##### EXTRACTED ENTRIES #####

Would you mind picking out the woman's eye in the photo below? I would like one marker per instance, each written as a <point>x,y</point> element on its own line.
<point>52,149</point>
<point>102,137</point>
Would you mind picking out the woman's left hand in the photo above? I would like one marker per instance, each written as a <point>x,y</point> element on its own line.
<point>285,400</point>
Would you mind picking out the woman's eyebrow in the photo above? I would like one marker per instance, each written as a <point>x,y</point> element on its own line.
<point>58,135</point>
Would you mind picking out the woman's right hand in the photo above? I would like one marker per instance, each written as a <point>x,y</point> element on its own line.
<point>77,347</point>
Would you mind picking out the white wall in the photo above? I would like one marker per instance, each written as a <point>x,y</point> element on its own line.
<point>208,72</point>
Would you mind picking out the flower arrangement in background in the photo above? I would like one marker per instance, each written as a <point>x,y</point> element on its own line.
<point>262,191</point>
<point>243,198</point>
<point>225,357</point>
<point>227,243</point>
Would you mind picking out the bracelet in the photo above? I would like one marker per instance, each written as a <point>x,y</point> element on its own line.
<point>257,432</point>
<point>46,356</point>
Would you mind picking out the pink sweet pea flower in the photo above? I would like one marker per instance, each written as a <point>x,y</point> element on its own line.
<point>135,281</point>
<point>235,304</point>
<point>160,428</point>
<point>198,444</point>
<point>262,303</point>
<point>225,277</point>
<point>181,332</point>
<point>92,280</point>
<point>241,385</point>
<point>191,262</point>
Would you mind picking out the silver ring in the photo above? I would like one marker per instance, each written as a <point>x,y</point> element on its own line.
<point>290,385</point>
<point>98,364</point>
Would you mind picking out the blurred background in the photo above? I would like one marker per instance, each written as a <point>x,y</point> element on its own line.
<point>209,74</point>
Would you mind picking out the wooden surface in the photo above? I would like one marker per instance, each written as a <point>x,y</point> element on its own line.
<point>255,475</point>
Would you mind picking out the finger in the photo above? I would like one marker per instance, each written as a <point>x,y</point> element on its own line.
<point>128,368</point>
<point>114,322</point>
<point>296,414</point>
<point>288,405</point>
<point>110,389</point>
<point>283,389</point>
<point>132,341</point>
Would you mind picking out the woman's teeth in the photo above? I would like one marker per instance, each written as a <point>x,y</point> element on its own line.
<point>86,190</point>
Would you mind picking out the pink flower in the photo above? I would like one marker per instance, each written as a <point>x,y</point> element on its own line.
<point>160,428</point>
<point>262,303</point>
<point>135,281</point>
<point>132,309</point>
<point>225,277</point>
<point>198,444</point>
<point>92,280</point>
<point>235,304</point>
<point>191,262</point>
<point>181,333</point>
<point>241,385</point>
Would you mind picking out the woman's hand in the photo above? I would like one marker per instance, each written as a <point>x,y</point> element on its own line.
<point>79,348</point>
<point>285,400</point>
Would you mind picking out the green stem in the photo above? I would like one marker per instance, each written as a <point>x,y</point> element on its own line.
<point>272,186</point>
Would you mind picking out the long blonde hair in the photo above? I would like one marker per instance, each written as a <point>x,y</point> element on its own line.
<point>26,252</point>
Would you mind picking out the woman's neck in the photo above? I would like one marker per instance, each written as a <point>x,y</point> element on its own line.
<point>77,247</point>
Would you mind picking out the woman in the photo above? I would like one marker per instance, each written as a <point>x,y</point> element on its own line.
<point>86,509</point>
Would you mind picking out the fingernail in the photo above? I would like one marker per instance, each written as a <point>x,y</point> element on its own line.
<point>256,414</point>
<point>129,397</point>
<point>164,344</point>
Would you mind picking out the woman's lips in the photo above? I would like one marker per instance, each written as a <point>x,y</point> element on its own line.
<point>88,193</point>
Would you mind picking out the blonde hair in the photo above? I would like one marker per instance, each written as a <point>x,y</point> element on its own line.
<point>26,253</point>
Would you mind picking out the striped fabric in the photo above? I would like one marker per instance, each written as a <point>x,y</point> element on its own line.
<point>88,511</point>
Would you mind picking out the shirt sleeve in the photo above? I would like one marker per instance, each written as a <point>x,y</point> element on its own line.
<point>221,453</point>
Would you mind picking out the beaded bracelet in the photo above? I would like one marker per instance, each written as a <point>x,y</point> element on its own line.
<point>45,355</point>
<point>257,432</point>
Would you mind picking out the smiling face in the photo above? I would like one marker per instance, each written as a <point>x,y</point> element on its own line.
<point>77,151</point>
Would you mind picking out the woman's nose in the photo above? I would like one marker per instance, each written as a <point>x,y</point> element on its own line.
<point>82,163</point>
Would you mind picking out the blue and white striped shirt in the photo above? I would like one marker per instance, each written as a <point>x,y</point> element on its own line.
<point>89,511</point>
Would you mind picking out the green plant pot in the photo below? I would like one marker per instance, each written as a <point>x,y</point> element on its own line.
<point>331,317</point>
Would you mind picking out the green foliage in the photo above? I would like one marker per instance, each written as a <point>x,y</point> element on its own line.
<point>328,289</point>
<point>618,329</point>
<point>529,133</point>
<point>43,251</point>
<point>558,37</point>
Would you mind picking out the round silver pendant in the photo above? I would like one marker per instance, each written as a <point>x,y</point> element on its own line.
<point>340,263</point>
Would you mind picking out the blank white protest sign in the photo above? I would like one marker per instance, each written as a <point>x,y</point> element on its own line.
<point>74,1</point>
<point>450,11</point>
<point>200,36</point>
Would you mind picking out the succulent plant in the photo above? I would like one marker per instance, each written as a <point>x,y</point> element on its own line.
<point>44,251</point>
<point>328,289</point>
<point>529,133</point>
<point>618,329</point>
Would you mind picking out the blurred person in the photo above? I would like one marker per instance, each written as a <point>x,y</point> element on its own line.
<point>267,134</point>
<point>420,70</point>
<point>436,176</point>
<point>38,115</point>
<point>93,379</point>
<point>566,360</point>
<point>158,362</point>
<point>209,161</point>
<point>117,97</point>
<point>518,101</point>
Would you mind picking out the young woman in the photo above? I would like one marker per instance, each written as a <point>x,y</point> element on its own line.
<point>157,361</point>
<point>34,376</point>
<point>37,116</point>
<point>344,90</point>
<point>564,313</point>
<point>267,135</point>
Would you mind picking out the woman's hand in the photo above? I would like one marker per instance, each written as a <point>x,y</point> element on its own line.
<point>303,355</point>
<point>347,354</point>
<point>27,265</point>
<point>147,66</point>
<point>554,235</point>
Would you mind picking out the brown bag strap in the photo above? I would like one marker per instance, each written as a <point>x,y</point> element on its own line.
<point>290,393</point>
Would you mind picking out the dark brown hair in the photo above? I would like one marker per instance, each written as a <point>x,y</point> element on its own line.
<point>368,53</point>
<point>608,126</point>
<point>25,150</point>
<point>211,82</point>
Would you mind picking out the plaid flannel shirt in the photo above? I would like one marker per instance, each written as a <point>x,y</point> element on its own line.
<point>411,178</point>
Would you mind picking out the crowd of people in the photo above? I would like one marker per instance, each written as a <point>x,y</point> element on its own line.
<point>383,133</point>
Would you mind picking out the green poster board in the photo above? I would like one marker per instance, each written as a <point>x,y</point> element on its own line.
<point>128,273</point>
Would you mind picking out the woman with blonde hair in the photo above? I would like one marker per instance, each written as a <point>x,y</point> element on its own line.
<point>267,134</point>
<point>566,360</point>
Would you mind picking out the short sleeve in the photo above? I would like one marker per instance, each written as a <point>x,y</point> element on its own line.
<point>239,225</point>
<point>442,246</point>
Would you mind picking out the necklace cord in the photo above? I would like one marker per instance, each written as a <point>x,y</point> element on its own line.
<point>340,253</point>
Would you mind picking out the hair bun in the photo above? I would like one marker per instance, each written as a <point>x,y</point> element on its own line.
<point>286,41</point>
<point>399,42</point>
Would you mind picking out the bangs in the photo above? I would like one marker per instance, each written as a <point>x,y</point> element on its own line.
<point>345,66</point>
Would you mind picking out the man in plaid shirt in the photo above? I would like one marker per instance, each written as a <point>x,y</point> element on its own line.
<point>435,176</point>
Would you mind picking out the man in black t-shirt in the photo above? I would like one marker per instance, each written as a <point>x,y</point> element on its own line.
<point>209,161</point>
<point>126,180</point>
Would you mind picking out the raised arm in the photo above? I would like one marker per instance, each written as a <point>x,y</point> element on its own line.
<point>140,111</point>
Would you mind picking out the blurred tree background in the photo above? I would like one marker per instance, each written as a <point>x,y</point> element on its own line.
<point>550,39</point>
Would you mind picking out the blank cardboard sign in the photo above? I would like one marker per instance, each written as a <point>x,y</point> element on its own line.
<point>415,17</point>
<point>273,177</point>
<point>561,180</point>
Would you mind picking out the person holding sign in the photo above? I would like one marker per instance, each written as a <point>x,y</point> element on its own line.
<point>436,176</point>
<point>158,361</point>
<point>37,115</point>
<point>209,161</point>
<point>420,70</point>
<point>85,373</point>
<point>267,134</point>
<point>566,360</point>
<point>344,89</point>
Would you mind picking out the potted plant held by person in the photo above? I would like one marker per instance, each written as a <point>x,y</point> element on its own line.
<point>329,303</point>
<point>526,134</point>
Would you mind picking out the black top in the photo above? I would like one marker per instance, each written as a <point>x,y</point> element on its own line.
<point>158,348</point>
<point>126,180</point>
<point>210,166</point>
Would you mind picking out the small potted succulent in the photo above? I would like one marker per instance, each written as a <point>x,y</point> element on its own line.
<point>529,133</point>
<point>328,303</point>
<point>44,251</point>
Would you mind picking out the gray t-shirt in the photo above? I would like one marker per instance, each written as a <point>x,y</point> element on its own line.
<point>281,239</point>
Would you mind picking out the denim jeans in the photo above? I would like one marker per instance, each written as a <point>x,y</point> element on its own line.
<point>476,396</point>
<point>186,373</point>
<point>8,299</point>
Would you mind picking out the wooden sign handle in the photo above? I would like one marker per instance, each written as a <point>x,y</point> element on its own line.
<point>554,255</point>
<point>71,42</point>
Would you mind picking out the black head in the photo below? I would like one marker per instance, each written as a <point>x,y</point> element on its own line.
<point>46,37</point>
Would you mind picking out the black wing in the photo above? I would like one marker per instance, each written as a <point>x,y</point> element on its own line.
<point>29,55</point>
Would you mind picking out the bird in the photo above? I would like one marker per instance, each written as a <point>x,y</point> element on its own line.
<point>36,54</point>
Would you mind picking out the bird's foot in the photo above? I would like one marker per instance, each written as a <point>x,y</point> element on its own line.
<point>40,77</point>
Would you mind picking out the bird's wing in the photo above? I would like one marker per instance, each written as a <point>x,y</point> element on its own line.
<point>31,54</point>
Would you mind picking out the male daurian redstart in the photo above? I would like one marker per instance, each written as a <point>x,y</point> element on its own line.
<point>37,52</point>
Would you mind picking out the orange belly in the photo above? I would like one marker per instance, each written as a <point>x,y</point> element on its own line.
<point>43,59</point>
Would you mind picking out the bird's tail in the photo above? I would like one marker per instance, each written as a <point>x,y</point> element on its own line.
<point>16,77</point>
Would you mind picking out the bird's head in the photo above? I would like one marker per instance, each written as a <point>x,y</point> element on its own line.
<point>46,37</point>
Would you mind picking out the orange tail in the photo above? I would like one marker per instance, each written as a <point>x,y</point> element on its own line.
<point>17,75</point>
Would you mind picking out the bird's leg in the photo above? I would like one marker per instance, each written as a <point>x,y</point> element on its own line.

#####
##### EXTRACTED ENTRIES #####

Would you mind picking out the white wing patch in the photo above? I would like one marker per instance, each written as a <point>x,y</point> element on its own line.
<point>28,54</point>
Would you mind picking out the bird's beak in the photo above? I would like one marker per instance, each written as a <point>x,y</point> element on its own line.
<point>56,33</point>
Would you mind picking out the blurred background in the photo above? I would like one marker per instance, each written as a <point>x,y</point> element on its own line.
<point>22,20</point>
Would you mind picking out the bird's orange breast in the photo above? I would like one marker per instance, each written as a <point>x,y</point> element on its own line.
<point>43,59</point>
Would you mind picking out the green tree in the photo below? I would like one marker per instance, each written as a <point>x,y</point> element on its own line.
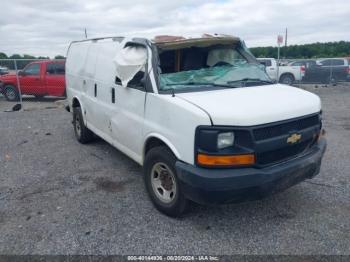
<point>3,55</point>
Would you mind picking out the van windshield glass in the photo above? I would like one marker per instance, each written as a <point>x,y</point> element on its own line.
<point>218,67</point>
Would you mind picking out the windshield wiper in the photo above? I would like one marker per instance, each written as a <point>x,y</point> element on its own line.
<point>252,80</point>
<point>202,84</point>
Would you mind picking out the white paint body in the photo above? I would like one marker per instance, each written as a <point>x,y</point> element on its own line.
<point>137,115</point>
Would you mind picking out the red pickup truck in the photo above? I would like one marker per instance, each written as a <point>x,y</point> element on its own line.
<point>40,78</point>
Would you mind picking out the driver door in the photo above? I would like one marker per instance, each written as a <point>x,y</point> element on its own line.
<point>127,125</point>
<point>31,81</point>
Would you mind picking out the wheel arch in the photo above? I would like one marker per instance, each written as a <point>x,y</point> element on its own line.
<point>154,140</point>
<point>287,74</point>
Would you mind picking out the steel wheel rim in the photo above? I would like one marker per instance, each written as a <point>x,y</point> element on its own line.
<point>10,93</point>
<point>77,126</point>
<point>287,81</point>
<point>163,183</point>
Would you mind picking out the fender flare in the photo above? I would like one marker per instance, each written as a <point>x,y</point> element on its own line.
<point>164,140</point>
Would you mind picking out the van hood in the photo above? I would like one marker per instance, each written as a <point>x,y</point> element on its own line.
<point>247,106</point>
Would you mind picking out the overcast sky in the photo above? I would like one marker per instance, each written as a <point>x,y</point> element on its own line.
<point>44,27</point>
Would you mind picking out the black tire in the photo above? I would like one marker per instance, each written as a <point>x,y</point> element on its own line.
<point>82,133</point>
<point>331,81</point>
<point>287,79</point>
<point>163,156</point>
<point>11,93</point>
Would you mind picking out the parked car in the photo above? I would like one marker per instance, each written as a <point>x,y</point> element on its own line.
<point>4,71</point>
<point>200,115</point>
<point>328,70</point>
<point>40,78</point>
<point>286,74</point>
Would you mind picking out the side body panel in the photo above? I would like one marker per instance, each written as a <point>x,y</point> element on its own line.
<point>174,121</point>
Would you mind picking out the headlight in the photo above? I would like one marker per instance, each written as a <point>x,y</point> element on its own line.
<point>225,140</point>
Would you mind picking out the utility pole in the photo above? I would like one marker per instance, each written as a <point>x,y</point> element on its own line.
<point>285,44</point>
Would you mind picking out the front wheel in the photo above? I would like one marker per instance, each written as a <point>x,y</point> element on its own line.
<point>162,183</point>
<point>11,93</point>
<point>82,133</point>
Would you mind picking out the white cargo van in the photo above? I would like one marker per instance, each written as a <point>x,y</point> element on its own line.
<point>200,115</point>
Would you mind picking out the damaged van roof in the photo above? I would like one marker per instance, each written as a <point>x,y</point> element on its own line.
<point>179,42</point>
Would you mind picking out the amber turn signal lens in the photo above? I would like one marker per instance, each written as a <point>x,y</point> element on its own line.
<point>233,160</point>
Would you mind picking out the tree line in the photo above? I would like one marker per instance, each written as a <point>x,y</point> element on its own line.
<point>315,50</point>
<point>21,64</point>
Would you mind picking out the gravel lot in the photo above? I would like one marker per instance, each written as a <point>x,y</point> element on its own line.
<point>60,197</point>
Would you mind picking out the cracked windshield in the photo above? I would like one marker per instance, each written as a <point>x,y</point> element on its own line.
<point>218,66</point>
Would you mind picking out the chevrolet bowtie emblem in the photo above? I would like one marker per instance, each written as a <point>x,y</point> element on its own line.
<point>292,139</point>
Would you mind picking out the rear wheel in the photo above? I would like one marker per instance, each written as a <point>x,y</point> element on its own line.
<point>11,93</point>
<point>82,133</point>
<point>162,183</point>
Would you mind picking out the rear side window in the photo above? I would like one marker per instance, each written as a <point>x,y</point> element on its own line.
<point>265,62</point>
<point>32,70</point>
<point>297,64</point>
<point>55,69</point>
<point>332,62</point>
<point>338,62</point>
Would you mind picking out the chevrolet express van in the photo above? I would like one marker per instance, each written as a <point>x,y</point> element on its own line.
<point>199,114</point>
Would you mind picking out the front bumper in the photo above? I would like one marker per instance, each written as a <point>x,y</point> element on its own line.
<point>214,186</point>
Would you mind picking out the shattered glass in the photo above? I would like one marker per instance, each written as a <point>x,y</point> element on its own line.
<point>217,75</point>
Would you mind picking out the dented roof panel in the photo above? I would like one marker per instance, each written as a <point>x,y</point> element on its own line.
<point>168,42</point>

#####

PROMPT:
All that is wanted is the stretch of lines above from the one containing "Would you mind picking out the bird's tail" through the one containing "Would you mind picking out the bird's leg", duplicated exactly.

TASK RESULT:
Would you mind picking out the bird's tail in the photo above? I would like one marker per instance, each written as a <point>x,y</point> element on its own line.
<point>16,77</point>
Would you mind picking out the bird's head in the photo above? I would like one marker per instance, each written as a <point>x,y</point> element on its own line.
<point>46,37</point>
Would you mind picking out the orange tail in the photo above? I would like one marker per instance, each written as a <point>x,y</point> element on its own line.
<point>17,75</point>
Would you mind picking out the bird's leg in the photo above? I would like one marker per instance, each written as a <point>x,y</point> element on its own line.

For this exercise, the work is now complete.